═══ DOCUMENT EXCERPT ═══

July-August 2018 Local Board Member Report

This report covers my Kaipatiki Local Board activities during July and August 2018.

Summary of key events:

  • Kauri Dieback continues as a key theme in many of our workshops, board meetings and community forums with constituents filling the public gallery and offering invaluable local insights to support faster action and temporary track closures
  • I am part of the Open Space Network Plan political working group with some fellow board members to feed into the Open Space Network Plan
  • The Northcote re-development is pressing ahead including plans for the Northcote Greenway
  • NZTA developed a proposed route for the SeaPath walking and cycling path and this went out for consultation
  • Road safety was on the agenda with road improvement projects around Kaipatiki
  • I was pleased to support Chair John Gillon’s resolution to end rate-payer funded lunches for the local board

Pest Free Kaipatiki Annual Chew Card Survey Results

I attended a thoroughly interesting Pest Free Kaipatiki (PFK) event to hear about the latest chew card survey results. This is the largest single annual sample of predators completed in Auckland. We now have crucial data – two data points (over two years) to help us see what’s happening predator-wise within our reserves.

═══

# WHAT THIS EXERCISE ASKS
(1) Answer these questions from the local board member report:
(a) Which months does it cover?
(b) Which organization developed the proposed route for the SeaPath walking and cycling path?
(c) How many data points does it say are now available from the chew card survey?
(2) Quote the local board member report from "Pest Free Kaipatiki Annual" to "within our reserves.".

═══ GIVEN INFORMATION ═══

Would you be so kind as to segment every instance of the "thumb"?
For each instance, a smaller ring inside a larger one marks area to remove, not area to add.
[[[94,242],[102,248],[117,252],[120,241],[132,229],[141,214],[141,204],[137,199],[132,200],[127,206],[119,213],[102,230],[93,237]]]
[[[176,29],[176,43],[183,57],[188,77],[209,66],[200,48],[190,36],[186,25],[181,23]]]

═══

# SOLVED PROBLEMS
(1)
(a) July and August 2018
(b) NZTA
(c) Two data points, over two years

(2)
Pest Free Kaipatiki Annual Chew Card Survey Results

I attended a thoroughly interesting Pest Free Kaipatiki (PFK) event to hear about the latest chew card survey results. This is the largest single annual sample of predators completed in Auckland. We now have crucial data – two data points (over two years) to help us see what’s happening predator-wise within our reserves.